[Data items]
______________________________
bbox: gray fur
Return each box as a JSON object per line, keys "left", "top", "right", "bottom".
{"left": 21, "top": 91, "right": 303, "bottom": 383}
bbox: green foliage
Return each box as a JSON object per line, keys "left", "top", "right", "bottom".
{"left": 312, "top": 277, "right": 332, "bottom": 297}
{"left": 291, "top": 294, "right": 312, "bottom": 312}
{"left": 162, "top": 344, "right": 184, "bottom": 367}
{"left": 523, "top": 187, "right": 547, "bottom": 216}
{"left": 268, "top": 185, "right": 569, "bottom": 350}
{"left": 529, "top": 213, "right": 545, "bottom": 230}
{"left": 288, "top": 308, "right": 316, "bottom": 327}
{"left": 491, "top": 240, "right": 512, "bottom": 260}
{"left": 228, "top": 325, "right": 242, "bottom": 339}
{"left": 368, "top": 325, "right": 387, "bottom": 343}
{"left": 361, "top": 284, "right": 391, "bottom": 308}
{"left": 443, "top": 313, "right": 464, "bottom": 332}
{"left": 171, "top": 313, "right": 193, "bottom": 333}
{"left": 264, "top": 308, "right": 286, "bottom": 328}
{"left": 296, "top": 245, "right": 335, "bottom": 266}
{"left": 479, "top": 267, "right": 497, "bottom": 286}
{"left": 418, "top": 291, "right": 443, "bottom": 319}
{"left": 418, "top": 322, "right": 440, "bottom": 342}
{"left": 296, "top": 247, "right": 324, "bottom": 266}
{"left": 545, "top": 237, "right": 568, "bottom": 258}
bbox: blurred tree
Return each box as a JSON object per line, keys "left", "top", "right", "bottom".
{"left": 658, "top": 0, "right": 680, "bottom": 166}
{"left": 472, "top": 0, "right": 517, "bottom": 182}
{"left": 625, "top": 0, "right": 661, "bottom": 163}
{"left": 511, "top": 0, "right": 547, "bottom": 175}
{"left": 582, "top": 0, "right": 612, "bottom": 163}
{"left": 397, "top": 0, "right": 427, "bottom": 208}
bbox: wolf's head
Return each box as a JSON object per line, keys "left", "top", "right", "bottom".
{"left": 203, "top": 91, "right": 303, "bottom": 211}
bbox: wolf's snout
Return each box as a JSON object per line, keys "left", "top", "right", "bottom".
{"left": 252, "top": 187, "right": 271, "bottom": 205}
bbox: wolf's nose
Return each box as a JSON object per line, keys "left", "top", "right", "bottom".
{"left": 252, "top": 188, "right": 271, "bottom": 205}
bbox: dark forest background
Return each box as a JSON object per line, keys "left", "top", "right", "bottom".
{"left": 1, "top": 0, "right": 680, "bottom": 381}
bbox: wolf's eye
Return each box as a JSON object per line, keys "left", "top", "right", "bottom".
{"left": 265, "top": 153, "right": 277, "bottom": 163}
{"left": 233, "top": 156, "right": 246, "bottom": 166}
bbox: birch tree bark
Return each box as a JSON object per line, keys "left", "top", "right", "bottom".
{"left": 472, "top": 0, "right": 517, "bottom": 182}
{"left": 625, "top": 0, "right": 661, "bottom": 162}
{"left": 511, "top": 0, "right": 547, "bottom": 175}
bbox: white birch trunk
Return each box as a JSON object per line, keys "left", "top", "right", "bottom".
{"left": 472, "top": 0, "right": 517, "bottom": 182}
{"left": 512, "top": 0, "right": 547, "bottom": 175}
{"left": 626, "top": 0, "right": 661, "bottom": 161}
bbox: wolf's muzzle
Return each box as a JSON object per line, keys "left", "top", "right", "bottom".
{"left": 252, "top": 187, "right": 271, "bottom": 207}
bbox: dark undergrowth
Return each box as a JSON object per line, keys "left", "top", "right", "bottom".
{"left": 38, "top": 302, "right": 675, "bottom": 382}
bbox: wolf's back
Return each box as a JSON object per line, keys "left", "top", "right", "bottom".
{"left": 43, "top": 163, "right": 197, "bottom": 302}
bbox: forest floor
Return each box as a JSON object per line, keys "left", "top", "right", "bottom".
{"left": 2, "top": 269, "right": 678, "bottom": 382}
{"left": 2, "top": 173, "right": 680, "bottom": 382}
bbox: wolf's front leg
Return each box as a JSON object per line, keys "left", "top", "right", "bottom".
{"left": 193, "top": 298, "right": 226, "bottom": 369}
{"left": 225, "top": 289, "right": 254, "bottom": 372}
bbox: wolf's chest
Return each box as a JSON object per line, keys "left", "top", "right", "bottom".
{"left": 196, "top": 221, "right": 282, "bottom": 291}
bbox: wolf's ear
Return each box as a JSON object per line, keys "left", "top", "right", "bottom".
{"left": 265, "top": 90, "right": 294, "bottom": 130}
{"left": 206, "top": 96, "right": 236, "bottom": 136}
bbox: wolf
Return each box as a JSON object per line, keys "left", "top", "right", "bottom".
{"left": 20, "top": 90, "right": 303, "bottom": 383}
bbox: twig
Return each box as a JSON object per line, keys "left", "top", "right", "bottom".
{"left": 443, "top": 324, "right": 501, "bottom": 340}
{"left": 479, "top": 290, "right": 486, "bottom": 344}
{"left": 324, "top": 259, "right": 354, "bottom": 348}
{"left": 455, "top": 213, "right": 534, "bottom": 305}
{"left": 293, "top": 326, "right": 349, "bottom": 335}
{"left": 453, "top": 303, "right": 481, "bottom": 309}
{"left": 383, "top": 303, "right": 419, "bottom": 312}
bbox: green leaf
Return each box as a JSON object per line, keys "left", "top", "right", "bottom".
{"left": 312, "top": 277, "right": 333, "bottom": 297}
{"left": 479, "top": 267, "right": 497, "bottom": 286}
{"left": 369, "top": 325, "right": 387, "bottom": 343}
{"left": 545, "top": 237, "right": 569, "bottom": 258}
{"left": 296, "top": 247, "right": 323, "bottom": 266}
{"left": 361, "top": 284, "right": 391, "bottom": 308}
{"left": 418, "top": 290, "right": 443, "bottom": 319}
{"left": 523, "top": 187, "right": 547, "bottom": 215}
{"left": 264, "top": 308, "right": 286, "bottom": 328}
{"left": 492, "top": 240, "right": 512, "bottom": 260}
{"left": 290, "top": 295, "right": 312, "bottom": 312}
______________________________
* **PROBLEM REQUIREMENTS**
The answer should be all lines from the entries above that hold the word "birch".

* **EXERCISE ANSWER**
bbox: birch tree bark
bbox: white birch trunk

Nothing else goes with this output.